** Required task **
Gather every line of the entries below that contains the word "picture", copying each one in full. Only matches with the same capitalization count.
# # # #
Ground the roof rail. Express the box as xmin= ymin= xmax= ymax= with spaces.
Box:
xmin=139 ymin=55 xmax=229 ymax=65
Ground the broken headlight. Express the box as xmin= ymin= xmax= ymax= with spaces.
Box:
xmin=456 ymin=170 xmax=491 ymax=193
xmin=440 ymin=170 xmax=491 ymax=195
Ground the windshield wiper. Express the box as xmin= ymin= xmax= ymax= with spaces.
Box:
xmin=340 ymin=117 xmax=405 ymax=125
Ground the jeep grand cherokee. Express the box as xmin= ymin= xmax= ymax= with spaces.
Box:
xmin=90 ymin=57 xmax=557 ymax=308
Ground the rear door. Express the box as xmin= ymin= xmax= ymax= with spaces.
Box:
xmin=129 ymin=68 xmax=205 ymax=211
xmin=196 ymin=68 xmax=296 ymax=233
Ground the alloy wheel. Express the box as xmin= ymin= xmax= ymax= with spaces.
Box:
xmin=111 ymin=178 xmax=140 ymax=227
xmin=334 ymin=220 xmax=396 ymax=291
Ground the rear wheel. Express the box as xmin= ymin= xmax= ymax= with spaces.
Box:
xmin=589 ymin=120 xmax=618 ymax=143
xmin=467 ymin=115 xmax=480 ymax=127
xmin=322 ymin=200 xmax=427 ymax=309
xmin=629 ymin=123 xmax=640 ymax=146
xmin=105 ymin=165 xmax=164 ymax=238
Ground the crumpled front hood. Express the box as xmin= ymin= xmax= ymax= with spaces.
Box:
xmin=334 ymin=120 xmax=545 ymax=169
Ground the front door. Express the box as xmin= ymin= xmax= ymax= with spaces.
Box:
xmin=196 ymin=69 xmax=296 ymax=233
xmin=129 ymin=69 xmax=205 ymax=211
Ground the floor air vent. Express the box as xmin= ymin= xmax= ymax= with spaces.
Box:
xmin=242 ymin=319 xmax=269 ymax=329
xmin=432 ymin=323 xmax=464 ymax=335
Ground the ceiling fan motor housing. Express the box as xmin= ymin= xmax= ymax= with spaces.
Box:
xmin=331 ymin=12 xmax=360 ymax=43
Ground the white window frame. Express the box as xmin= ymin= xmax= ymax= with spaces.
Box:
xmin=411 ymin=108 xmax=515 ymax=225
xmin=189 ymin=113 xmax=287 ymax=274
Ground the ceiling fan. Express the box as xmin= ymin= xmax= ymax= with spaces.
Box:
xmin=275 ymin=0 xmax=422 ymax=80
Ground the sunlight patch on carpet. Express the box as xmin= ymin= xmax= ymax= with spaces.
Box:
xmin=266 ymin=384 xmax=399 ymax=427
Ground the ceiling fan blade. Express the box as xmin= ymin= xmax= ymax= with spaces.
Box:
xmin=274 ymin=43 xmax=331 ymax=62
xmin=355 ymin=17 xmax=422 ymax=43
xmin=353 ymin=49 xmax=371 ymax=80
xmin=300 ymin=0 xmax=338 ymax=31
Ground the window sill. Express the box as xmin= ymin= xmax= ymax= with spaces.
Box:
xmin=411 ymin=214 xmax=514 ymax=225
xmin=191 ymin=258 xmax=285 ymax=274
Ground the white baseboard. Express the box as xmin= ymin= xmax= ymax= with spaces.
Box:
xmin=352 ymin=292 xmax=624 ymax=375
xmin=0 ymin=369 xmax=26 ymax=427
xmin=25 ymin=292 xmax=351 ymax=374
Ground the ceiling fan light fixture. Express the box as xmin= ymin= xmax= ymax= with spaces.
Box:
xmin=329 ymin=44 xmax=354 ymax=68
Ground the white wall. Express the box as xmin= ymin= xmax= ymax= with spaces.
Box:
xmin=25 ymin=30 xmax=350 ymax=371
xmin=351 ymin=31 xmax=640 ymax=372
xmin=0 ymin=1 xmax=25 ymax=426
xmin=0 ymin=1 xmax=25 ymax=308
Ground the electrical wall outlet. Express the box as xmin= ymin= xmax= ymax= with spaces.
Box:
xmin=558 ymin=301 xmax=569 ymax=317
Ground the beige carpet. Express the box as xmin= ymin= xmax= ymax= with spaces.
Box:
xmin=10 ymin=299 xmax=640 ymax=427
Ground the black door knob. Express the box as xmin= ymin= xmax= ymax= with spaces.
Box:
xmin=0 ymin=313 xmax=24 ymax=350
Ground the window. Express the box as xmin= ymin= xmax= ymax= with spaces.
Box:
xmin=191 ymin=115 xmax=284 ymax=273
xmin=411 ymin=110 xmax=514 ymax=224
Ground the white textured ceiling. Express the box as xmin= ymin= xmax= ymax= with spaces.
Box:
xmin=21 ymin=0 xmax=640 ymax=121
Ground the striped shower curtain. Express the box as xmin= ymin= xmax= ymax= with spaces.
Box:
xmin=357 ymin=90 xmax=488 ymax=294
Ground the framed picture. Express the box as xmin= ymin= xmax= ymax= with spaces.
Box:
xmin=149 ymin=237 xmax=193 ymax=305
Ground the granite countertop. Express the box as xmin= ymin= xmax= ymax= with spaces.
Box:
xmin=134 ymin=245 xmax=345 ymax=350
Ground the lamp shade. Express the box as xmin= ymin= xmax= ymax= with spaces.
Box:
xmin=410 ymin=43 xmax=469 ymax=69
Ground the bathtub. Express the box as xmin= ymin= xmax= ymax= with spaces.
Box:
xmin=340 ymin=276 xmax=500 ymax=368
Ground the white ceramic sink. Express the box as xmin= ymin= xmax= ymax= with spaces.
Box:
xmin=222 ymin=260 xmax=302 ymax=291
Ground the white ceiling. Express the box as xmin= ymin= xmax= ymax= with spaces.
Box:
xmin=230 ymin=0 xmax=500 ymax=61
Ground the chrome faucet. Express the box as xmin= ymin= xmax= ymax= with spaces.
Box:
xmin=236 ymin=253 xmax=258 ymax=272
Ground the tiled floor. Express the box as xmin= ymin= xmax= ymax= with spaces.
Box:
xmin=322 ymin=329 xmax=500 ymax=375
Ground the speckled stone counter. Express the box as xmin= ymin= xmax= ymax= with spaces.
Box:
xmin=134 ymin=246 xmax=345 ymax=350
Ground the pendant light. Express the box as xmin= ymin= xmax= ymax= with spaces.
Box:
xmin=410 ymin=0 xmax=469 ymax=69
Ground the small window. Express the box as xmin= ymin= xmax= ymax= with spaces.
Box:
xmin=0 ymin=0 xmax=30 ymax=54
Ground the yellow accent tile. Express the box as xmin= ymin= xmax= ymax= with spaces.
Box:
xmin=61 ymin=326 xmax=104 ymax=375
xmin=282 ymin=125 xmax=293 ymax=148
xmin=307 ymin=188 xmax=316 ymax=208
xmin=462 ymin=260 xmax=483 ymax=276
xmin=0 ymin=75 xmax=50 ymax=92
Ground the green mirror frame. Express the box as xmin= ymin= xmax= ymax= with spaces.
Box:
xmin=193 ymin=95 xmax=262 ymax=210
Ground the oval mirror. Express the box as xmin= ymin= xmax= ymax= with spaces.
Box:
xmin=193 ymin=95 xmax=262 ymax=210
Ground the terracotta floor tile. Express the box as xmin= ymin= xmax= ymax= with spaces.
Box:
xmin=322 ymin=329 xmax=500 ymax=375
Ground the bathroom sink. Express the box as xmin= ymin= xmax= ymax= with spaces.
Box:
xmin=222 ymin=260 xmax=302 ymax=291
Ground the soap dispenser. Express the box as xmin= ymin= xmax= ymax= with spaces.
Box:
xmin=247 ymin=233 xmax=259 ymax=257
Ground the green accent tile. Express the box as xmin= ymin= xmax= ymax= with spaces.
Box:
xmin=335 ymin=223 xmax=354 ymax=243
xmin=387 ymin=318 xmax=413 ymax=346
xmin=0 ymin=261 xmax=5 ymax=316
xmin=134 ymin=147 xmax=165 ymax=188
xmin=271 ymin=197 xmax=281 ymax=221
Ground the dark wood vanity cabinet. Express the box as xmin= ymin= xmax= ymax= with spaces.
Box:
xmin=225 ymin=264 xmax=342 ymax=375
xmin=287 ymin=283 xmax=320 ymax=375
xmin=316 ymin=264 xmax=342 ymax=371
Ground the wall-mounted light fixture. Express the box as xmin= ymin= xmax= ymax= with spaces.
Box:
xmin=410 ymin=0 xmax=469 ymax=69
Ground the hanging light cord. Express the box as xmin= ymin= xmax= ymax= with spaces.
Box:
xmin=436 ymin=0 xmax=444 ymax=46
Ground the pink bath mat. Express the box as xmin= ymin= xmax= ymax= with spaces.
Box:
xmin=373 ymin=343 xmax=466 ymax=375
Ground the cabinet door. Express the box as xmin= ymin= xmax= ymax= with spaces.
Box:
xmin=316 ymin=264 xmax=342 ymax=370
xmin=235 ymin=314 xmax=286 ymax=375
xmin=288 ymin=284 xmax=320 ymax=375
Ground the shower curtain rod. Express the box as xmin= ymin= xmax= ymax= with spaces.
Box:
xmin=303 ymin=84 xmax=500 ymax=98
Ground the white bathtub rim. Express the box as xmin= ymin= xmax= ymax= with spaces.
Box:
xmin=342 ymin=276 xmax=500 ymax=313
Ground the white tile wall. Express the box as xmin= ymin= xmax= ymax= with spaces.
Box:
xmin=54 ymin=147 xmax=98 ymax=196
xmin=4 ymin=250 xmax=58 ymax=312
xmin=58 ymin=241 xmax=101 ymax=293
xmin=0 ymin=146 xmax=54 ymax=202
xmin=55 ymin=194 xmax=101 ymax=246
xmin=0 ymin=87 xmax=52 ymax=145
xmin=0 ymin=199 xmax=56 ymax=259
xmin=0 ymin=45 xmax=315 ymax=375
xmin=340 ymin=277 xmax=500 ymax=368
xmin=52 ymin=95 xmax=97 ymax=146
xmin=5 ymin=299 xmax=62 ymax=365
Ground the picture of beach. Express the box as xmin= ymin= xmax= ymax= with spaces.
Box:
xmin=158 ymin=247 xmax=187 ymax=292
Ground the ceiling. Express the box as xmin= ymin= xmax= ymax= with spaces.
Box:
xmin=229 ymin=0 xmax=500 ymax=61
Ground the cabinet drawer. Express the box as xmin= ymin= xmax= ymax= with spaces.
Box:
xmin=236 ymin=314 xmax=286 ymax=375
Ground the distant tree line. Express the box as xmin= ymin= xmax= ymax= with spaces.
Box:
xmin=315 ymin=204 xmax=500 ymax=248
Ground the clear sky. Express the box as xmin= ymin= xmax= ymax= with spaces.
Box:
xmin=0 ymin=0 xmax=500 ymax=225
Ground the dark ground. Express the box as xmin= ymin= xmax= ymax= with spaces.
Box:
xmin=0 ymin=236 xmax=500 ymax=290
# # # #
** Solution for this task **
Ground the framed picture. Express the box as xmin= ymin= xmax= ymax= with spaces.
Ground the picture of beach. Express the box as xmin= ymin= xmax= ymax= with spaces.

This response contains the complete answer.